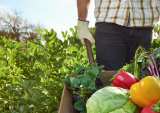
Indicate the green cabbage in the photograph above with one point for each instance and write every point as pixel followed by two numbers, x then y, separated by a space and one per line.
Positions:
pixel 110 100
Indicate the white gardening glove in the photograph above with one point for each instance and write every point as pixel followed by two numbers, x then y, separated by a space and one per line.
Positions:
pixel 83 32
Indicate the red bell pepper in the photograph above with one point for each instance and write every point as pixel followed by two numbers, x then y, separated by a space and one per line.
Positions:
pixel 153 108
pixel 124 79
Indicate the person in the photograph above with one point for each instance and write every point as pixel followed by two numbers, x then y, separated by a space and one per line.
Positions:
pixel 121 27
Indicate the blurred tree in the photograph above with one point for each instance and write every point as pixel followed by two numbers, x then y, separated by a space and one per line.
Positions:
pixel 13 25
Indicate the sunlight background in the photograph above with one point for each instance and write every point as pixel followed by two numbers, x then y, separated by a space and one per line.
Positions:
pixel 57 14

---

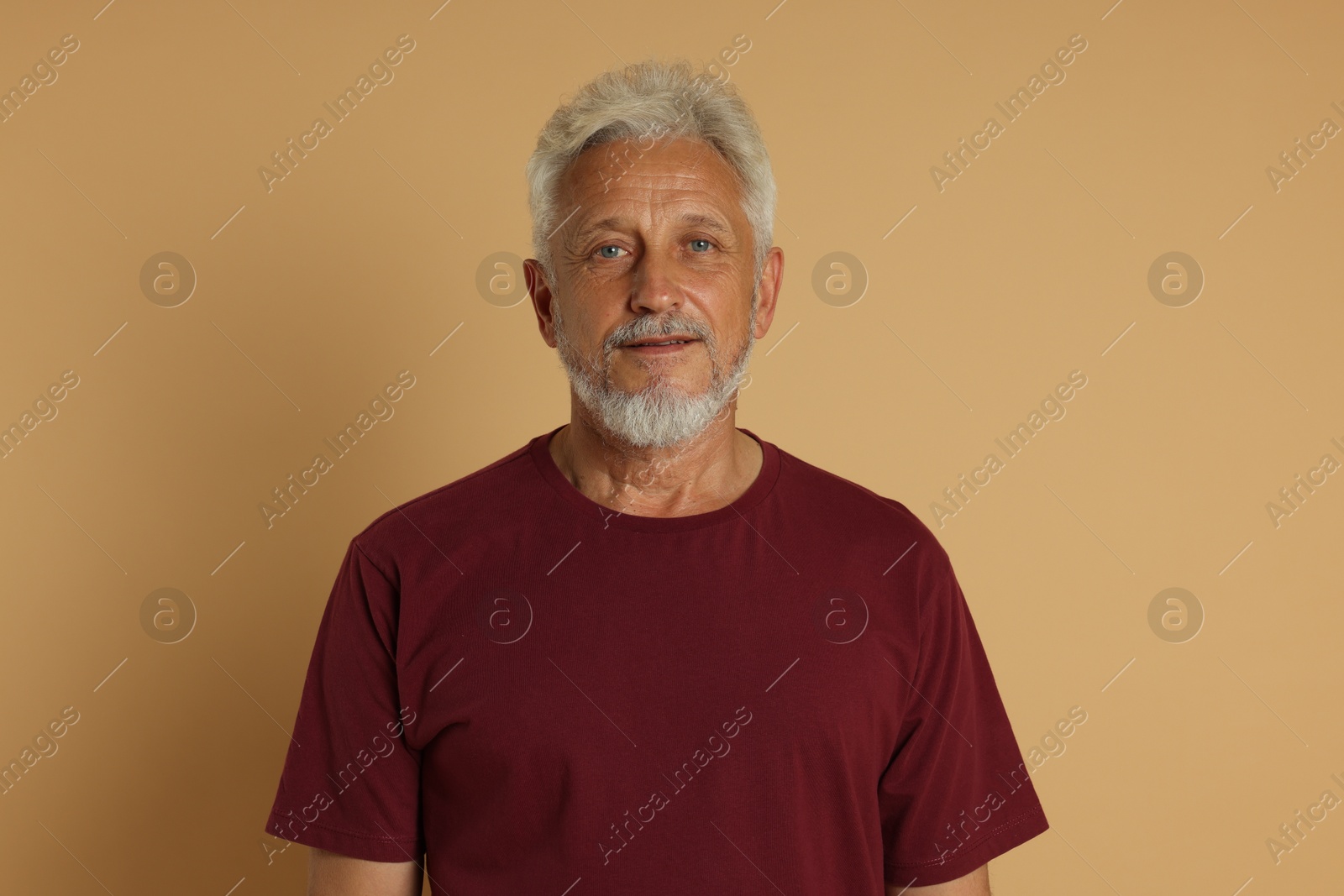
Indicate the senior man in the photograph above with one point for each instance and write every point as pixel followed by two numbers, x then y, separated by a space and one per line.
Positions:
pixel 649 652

:: What this task involves ::
Could you write out, word for word, the part of the listing that opens with the line containing "Indicate the green" and closes with the line containing "pixel 13 25", both of those lines included?

:: Task response ::
Indicate the green cabbage in the photograph above with one point for each instance and write every point as pixel followed by two numbers, x then y, separated by a space and one per line.
Positions:
pixel 110 100
Indicate the white gardening glove in the photograph above with one point for each instance and write every point as pixel followed by two numbers, x then y, separated by a space and one per line.
Positions:
pixel 83 32
Indicate the red bell pepper in the photograph above with one point for each instance and write every point as pixel followed by two numbers, x then y, separated by a space and one per line.
Positions:
pixel 153 108
pixel 124 79
Indicate the person in the photograph above with one point for each instance and write every point as pixel followed by two numbers, x then y, separated by a space and one per line.
Positions:
pixel 121 27
Indicate the blurred tree in the photograph above with one point for each instance and write every point as pixel followed by two numbers, x then y, separated by a space and one per line.
Positions:
pixel 13 25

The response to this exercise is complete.